• [Exercise aim]: All lines from the one containing "the church gable" through the end of the data below must be reproduced exactly, and no others.

Natural language region descriptions:

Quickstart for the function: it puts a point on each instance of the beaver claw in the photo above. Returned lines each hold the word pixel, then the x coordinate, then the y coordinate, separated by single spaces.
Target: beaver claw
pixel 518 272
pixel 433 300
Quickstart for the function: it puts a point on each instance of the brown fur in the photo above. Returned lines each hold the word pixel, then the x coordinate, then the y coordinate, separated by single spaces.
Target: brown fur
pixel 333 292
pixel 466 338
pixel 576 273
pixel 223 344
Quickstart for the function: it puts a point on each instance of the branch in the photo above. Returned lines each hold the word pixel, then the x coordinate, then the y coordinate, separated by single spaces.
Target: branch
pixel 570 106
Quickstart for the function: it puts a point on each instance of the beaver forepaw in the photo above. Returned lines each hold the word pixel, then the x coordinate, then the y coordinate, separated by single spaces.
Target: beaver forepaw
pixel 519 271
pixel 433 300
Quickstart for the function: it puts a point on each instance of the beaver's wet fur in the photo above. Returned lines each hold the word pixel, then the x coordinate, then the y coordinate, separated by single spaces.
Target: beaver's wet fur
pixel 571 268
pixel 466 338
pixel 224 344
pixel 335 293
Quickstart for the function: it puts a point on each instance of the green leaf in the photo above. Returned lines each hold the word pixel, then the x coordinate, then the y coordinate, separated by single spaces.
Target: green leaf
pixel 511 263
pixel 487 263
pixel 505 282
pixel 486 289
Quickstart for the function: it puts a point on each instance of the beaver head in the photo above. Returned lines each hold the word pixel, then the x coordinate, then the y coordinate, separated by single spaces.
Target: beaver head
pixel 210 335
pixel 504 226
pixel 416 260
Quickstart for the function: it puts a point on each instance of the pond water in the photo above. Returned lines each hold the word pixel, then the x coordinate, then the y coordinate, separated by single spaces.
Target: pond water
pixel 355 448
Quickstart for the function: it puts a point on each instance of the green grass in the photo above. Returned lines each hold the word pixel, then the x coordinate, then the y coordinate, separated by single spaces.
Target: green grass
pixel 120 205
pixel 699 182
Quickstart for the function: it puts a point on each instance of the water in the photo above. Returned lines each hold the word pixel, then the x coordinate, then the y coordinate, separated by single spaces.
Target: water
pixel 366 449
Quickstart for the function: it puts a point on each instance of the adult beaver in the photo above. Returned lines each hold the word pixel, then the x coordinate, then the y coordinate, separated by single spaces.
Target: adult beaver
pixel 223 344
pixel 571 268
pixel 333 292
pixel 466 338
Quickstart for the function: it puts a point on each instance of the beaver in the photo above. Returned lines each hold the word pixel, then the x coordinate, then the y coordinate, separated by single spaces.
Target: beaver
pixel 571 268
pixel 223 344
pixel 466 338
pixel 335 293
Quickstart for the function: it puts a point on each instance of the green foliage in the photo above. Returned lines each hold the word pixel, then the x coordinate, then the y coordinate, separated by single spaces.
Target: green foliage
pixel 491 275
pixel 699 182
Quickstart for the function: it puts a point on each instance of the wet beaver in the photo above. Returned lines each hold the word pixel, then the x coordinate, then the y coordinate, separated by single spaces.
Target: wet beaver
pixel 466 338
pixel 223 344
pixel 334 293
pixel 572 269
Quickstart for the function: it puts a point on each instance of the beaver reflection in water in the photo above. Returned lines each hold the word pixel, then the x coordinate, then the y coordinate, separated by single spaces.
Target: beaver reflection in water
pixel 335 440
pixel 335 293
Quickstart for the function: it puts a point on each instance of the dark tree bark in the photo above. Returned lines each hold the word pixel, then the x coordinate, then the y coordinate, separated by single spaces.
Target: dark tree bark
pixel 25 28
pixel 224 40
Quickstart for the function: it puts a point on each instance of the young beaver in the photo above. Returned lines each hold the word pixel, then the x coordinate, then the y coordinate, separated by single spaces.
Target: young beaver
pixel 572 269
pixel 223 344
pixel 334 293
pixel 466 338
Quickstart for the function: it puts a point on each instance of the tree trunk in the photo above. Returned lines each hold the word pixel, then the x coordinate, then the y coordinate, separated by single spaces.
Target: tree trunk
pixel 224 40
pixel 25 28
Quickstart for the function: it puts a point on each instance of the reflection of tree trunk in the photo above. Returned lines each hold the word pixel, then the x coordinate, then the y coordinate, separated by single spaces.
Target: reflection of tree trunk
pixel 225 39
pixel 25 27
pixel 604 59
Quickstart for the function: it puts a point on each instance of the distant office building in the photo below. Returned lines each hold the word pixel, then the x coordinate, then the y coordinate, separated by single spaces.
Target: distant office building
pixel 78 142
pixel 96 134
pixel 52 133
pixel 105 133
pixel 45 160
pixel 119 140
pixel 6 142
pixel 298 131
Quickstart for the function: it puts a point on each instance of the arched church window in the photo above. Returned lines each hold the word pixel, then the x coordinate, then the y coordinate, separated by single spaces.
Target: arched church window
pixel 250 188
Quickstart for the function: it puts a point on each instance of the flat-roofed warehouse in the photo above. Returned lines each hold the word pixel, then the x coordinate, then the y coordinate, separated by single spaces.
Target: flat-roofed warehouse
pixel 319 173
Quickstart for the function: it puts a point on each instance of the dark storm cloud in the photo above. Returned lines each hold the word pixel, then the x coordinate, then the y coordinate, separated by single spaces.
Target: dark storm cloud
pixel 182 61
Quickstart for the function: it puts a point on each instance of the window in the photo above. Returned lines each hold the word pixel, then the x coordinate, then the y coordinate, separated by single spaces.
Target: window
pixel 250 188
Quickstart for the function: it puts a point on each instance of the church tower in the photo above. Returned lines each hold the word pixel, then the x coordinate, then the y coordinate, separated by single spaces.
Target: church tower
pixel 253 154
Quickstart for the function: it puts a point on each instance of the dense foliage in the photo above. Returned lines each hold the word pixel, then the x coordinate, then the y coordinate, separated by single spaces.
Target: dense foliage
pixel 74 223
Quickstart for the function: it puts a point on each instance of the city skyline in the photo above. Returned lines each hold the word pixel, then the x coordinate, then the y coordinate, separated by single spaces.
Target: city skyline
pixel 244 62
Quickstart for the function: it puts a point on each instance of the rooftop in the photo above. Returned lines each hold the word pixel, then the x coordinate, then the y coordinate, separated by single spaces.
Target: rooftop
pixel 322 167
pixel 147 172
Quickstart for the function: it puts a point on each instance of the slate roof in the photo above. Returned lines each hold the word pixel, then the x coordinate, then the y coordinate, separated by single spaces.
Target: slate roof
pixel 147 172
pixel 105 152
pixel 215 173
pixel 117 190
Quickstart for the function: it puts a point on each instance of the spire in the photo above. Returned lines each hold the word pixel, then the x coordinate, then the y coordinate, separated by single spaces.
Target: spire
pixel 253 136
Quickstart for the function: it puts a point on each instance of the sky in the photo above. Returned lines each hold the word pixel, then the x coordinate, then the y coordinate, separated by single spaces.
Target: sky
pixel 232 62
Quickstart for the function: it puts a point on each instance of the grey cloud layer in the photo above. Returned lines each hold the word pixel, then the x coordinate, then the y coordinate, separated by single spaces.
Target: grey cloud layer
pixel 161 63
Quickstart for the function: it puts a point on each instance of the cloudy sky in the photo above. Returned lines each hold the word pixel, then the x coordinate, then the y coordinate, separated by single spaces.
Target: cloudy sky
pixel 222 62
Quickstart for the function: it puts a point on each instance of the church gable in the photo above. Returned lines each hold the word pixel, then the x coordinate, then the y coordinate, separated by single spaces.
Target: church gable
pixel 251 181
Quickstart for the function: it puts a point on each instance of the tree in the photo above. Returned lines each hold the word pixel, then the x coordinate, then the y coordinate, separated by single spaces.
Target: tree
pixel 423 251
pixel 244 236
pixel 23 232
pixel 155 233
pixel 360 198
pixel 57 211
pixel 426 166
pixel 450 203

• [The answer]:
Quickstart for the function: it puts a point on each instance of the church gable in the photo above. Returned lines each hold the word pixel, then the x coordinate, then the y coordinate, separated by single spaces.
Target: church gable
pixel 251 181
Quickstart for the function: it puts a point on each instance of the tree in the photo above. Returned lines each hold the word pixel, then the x coordinate, then the y coordinate, separated by single spaces.
Target: tree
pixel 423 251
pixel 244 236
pixel 23 232
pixel 155 233
pixel 360 198
pixel 57 211
pixel 426 166
pixel 450 203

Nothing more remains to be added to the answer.